### Fragment tekstu

● ● ● ● ●

RÓŻANECZNIKOWO W OGRODZIE




Obecne wybrane sortowanie:
Ostatnio dodane

Jeszcze nikt nie polubił tego zdjęcia

Dodał: bella
Dodano: 2024-05-11 10:50:32
Oglądany: 96
Komentowano: 3
Oceniano: 0
Aktualna ocena:
 

3 komentarzy

  1. Gienia
    Dodał: Gienia

    Tak to bywa z pogodą ale większość roślin sobie poradzi.:))))

    • bella
      Dodał: bella

      ...U mnie Gieniu,sobie wiele nie poradziło,to jak bym miała mały pogrom na ogrodzie co widać,gdy do niego zaglądam..;)!Części z nich może uda się w nowym sezonie wypłynąć jeszcze, ale to nikłe szanse...Część już pozamieniałam z pomocą,na inne rośliny,bo straszyły w grodzie..Postaram się też częściej bywać z Wami...Pozdrawiam serdecznie

  2. panka
    Dodał: panka - Moderator

    To bardzo dziwny rok. U mnie nic nie wymarzło, ale rośliny są słabsze , nie odpoczęły w tą krótką zimę.

● ● ● ● ●

(Wykaz danych)
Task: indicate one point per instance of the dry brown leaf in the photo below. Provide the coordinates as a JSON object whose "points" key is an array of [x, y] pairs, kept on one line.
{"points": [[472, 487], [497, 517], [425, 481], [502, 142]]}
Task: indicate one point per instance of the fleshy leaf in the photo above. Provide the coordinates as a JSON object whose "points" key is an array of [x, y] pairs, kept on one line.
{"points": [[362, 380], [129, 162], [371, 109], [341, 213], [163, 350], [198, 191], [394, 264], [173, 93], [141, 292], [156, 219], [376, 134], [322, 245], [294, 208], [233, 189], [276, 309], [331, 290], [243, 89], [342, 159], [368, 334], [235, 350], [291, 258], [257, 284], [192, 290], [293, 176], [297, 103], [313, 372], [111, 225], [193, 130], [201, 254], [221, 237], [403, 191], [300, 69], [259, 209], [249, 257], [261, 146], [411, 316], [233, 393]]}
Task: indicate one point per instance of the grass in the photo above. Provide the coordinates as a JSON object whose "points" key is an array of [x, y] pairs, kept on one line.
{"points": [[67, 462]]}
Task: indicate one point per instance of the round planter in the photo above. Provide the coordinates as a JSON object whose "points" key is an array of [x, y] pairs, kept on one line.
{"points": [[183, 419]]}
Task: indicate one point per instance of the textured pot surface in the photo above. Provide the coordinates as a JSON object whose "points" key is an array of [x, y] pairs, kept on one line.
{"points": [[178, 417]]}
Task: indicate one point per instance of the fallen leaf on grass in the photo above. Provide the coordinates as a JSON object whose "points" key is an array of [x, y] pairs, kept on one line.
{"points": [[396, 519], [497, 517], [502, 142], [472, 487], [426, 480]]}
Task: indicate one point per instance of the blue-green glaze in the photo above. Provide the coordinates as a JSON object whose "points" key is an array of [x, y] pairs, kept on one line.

● ● ● ● ●

### Zadanie do wykonania
Przepisz słowo w słowo cały fragment tekstu „Różanecznikowo w ogrodzie”, który stoi wyżej.

### Wykonane zadanie
RÓŻANECZNIKOWO W OGRODZIE




Obecne wybrane sortowanie:
Ostatnio dodane

Jeszcze nikt nie polubił tego zdjęcia

Dodał: bella
Dodano: 2024-05-11 10:50:32
Oglądany: 96
Komentowano: 3
Oceniano: 0
Aktualna ocena:
 

3 komentarzy

  1. Gienia
    Dodał: Gienia

    Tak to bywa z pogodą ale większość roślin sobie poradzi.:))))

    • bella
      Dodał: bella

      ...U mnie Gieniu,sobie wiele nie poradziło,to jak bym miała mały pogrom na ogrodzie co widać,gdy do niego zaglądam..;)!Części z nich może uda się w nowym sezonie wypłynąć jeszcze, ale to nikłe szanse...Część już pozamieniałam z pomocą,na inne rośliny,bo straszyły w grodzie..Postaram się też częściej bywać z Wami...Pozdrawiam serdecznie

  2. panka
    Dodał: panka - Moderator

    To bardzo dziwny rok. U mnie nic nie wymarzło, ale rośliny są słabsze , nie odpoczęły w tą krótką zimę.